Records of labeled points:
· · ·
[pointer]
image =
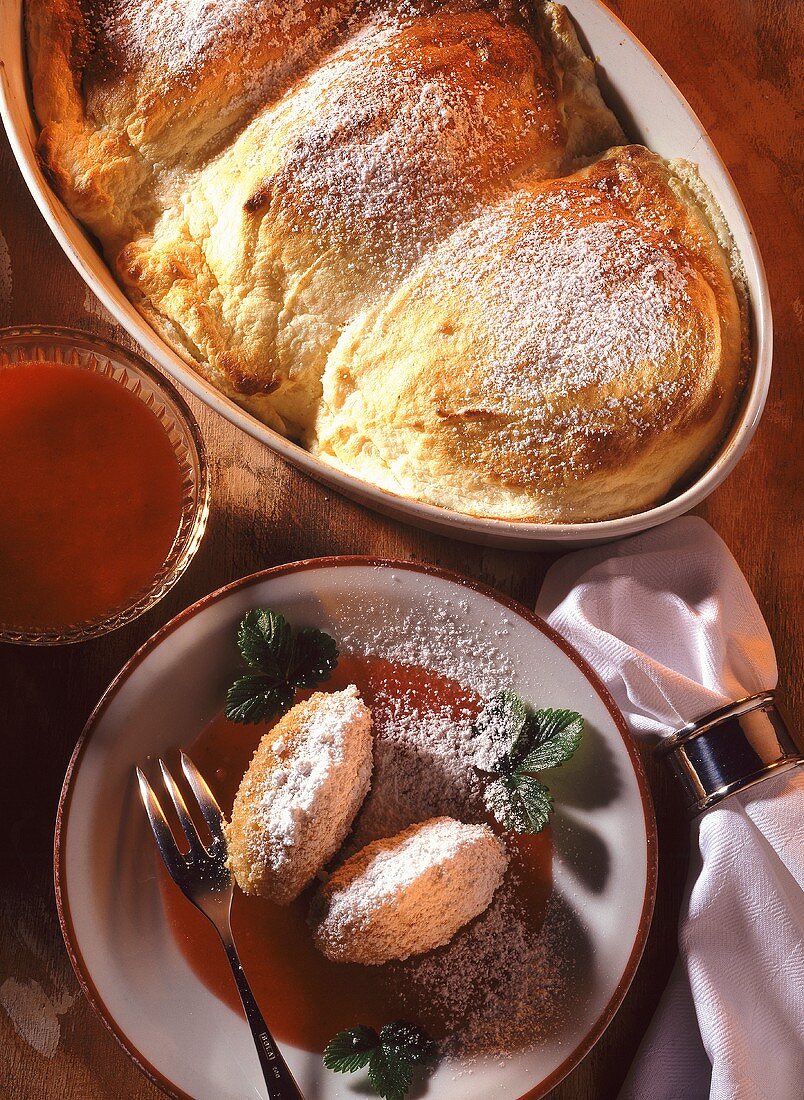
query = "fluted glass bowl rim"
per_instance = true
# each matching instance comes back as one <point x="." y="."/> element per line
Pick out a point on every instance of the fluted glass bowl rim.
<point x="88" y="351"/>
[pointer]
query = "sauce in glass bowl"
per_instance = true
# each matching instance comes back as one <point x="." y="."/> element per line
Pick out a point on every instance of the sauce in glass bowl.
<point x="102" y="486"/>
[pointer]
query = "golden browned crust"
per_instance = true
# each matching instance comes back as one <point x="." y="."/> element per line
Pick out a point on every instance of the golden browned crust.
<point x="579" y="343"/>
<point x="271" y="178"/>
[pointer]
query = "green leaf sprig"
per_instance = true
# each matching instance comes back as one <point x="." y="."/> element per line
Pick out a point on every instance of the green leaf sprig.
<point x="279" y="661"/>
<point x="392" y="1055"/>
<point x="535" y="740"/>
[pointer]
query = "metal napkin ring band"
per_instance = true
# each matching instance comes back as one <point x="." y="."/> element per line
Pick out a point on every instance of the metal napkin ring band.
<point x="730" y="750"/>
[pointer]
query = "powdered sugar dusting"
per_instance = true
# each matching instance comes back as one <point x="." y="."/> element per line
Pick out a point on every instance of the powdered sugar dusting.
<point x="498" y="985"/>
<point x="448" y="640"/>
<point x="570" y="303"/>
<point x="426" y="762"/>
<point x="393" y="151"/>
<point x="289" y="793"/>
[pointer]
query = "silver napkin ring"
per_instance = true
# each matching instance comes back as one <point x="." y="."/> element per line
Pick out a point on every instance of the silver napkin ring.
<point x="729" y="750"/>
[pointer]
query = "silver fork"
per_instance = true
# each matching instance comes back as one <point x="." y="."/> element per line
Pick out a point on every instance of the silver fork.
<point x="204" y="878"/>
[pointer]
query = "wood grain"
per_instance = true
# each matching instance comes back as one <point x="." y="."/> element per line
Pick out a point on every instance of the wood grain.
<point x="739" y="66"/>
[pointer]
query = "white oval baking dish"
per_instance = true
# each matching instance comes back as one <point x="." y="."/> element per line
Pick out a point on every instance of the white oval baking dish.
<point x="651" y="110"/>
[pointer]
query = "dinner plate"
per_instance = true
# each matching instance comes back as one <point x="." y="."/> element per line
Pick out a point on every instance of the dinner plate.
<point x="650" y="109"/>
<point x="124" y="954"/>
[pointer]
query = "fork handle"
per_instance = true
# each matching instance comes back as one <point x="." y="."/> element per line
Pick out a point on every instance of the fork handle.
<point x="278" y="1077"/>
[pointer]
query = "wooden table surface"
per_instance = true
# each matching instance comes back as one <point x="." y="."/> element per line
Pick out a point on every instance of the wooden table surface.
<point x="737" y="64"/>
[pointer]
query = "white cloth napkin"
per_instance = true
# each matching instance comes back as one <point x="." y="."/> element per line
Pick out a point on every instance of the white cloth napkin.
· · ·
Do this: Count the lines in the listing above that contain the string "sugar", and reply with that number alone.

Output of the task: 2